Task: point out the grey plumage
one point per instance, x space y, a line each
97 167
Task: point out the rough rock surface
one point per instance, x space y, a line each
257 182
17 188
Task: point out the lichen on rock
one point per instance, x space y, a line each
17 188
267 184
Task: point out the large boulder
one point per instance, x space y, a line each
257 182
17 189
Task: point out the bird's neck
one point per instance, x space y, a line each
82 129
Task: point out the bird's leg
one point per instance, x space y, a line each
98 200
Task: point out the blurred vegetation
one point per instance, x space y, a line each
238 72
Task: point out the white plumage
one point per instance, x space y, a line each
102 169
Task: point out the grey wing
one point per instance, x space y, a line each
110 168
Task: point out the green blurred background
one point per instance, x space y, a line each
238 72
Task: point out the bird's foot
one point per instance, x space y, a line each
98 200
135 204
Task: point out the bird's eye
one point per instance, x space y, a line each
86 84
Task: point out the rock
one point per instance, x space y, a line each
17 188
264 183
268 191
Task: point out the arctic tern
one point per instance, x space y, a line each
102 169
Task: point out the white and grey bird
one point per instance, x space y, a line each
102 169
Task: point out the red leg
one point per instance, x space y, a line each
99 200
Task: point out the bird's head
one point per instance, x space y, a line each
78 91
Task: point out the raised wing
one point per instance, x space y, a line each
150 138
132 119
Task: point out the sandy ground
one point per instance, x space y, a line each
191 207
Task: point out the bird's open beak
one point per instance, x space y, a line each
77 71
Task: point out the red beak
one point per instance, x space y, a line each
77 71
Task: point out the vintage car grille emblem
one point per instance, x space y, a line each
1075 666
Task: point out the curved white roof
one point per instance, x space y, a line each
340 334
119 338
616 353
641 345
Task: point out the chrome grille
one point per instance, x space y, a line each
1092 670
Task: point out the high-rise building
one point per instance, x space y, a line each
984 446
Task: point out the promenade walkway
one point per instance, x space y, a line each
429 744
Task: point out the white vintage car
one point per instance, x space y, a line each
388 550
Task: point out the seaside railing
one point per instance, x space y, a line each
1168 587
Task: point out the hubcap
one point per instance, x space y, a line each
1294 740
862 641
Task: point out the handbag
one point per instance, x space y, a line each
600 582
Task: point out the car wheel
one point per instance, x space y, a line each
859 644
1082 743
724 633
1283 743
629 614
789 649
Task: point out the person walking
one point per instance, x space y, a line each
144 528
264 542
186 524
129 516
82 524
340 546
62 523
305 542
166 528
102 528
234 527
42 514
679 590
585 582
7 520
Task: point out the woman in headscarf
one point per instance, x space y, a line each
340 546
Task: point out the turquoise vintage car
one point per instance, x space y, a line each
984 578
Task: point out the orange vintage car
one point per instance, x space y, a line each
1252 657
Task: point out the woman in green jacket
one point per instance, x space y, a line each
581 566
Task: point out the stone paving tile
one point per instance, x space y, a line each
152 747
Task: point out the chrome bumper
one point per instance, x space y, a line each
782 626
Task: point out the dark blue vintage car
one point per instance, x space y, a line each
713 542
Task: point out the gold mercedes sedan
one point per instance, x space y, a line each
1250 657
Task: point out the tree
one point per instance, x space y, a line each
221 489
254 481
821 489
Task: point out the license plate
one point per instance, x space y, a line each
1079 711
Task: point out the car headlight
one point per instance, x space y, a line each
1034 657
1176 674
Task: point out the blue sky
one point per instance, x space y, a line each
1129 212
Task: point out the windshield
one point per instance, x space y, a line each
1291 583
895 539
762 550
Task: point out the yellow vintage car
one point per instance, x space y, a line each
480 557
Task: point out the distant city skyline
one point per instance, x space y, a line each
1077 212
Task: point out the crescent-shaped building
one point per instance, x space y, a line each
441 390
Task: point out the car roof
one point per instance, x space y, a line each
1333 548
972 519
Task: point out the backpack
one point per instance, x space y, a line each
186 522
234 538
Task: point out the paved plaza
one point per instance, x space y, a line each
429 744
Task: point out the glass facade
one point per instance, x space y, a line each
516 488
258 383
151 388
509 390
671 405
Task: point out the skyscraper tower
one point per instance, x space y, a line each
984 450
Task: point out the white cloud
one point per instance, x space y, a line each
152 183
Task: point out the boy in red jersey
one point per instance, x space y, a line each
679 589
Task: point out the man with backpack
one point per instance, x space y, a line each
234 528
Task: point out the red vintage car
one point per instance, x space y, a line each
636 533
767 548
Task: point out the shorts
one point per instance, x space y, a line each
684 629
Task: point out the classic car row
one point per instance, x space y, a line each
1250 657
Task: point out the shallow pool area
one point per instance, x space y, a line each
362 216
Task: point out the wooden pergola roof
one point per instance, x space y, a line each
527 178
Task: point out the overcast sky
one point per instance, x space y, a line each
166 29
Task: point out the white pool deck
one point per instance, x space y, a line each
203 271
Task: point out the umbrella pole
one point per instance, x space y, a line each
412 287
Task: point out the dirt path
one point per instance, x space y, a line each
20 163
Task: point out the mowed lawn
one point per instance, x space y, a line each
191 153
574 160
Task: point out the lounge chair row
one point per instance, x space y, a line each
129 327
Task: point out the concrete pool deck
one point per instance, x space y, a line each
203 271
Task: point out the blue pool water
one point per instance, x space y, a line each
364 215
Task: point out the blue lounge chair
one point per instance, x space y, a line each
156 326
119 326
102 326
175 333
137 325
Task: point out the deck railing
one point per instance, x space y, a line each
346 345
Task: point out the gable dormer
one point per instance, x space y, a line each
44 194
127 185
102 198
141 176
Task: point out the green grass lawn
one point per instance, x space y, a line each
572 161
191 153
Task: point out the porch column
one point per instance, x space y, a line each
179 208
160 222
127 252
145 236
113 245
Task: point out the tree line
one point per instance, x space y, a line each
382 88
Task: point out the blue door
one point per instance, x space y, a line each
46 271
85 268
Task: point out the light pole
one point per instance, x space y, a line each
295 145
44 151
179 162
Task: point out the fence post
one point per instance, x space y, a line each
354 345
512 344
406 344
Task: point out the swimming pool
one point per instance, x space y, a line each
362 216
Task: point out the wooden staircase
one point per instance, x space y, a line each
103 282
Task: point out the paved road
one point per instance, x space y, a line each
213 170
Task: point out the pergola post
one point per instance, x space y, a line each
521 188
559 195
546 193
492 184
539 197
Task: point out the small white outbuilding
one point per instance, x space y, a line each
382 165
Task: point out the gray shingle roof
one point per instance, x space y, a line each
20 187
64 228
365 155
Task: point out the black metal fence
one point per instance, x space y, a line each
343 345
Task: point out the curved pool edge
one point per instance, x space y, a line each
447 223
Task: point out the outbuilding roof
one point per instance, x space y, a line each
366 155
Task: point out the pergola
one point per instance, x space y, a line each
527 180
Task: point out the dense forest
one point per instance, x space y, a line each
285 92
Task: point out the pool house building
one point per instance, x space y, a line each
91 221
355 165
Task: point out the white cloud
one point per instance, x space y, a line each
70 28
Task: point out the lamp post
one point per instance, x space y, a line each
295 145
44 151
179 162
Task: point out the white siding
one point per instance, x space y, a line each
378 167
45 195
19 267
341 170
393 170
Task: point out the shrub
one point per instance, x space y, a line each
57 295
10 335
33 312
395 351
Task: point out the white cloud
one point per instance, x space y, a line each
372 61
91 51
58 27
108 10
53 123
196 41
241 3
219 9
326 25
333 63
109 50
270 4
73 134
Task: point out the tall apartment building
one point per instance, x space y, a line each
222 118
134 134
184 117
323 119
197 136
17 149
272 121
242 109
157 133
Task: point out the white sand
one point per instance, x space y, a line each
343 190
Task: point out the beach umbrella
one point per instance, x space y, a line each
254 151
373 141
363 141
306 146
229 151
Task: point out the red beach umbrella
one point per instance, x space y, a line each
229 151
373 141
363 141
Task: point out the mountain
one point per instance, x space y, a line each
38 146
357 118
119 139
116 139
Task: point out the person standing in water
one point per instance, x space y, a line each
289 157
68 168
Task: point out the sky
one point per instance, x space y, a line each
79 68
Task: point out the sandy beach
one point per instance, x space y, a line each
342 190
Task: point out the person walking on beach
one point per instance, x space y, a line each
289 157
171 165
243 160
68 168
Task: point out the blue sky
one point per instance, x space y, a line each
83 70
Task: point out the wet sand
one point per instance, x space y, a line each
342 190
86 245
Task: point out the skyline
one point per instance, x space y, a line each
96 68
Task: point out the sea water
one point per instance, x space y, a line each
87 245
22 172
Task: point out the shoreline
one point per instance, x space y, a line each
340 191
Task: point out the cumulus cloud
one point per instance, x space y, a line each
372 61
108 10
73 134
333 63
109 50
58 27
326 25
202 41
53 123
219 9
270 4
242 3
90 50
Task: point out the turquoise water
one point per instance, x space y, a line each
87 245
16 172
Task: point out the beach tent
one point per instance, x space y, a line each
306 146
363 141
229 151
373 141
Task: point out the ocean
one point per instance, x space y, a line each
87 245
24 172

----------

Copy exactly the line containing "Task: point out the sea water" and every line after it, ending with the last line of the records above.

• Result below:
Task: point out the sea water
one point per instance, x space y, a line each
87 245
22 172
Task: point out the shoreline
one point per instance, x space y, a line each
340 191
Task: point out the cumulus cloud
one point per instance, x space y, a line each
372 61
108 10
73 134
333 63
109 50
58 27
326 25
202 41
53 123
219 9
270 4
242 3
90 50
Task: point out the turquoise water
one point per instance, x space y, a line each
87 245
16 172
Task: point out the beach tent
one point per instance, x space y, a line each
306 146
363 141
229 151
373 141
Task: point out the ocean
one point per instance, x space y, a line each
87 245
24 172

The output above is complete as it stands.